- **Request**
Lay out every line of the records below as a numbered list, leaving out any blank lines.

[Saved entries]
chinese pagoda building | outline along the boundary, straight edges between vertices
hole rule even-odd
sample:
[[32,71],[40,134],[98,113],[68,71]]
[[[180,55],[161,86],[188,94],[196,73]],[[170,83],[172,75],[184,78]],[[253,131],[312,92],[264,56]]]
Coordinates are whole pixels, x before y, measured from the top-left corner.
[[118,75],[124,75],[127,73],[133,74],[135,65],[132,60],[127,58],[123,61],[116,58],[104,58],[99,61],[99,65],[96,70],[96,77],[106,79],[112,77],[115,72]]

- **Task output**
1. chinese pagoda building | outline along the boundary, straight edges between vertices
2. hole rule even-odd
3. sample:
4. [[32,71],[40,134],[98,113],[68,71]]
5. [[[180,55],[161,86],[188,94],[196,73]],[[170,83],[172,75],[184,78]],[[253,131],[312,92],[264,56]]]
6. Coordinates are whole pixels, x before y, measured from the top-left corner.
7. [[118,75],[124,75],[127,73],[133,74],[135,65],[132,60],[127,58],[123,61],[116,58],[104,58],[99,61],[99,65],[96,70],[96,77],[106,79],[112,77],[115,72]]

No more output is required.